● **Data provided**:

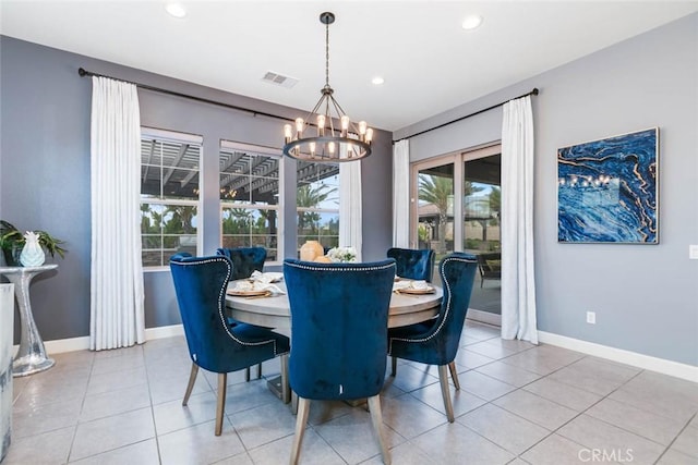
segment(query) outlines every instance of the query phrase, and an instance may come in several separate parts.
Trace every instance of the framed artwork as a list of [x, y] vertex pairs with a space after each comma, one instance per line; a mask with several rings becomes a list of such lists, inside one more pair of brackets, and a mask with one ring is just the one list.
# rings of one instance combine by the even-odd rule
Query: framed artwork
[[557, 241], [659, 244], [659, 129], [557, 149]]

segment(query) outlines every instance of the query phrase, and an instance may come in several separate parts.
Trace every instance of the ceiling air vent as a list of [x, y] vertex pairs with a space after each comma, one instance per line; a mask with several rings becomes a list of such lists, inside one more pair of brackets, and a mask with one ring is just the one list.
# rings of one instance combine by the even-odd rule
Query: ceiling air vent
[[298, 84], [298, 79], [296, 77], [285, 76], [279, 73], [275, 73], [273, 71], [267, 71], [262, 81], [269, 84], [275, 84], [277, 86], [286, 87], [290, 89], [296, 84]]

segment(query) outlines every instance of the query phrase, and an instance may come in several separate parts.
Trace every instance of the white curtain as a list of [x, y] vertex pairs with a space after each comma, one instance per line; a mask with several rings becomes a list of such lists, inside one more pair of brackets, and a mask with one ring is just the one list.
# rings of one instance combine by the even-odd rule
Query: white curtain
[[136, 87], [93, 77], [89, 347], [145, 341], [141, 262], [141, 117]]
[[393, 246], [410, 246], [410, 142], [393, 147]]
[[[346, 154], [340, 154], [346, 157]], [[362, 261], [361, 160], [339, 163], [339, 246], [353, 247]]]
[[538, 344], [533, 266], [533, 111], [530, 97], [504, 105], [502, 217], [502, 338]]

● **To do**:
Please convert all of the material above into a two-column Markdown table headed No. and Text, with one numbered row per line. Skip blank lines and leave the pictures out.

● **Exercise answer**:
| No. | Text |
|---|---|
| 1 | segment(query) outlines every instance of the query phrase, and an instance may come in several separate parts. |
| 2 | Trace every instance of the framed artwork as a list of [x, y] vertex pairs with a space after each comma, one instance per line; a mask with several rings becomes a list of such lists, inside one more pair of brackets, and a mask with one ring is just the one list. |
| 3 | # rings of one instance combine by the even-odd rule |
| 4 | Query: framed artwork |
| 5 | [[557, 241], [659, 244], [659, 129], [557, 149]] |
| 6 | segment(query) outlines every instance of the query phrase, and an instance may come in several separate parts. |
| 7 | Trace every instance of the ceiling air vent as a list of [x, y] vertex pairs with a space after each comma, one instance per line; a mask with several rings becomes a list of such lists, inside one more pair of brackets, and a mask with one ring is just the one list. |
| 8 | # rings of one instance combine by the even-odd rule |
| 9 | Query: ceiling air vent |
| 10 | [[298, 84], [298, 79], [296, 77], [285, 76], [279, 73], [275, 73], [273, 71], [267, 71], [262, 81], [269, 84], [275, 84], [277, 86], [286, 87], [290, 89], [296, 84]] |
| 11 | segment(query) outlines every instance of the query phrase, and an instance may come in several separate parts. |
| 12 | Trace every instance of the white curtain as a list of [x, y] vertex pairs with a space after each comma, one instance per line; a mask with several rings becomes a list of such lists, inside one more pair of brackets, and a mask with one ring is just the one list. |
| 13 | # rings of one instance combine by the even-odd rule |
| 14 | Query: white curtain |
| 15 | [[136, 87], [93, 77], [89, 347], [145, 341], [141, 262], [141, 117]] |
| 16 | [[393, 246], [410, 246], [410, 142], [393, 147]] |
| 17 | [[[346, 154], [340, 154], [346, 157]], [[362, 261], [361, 160], [339, 163], [339, 246], [353, 247]]] |
| 18 | [[538, 344], [533, 266], [533, 111], [530, 97], [504, 105], [502, 217], [502, 338]] |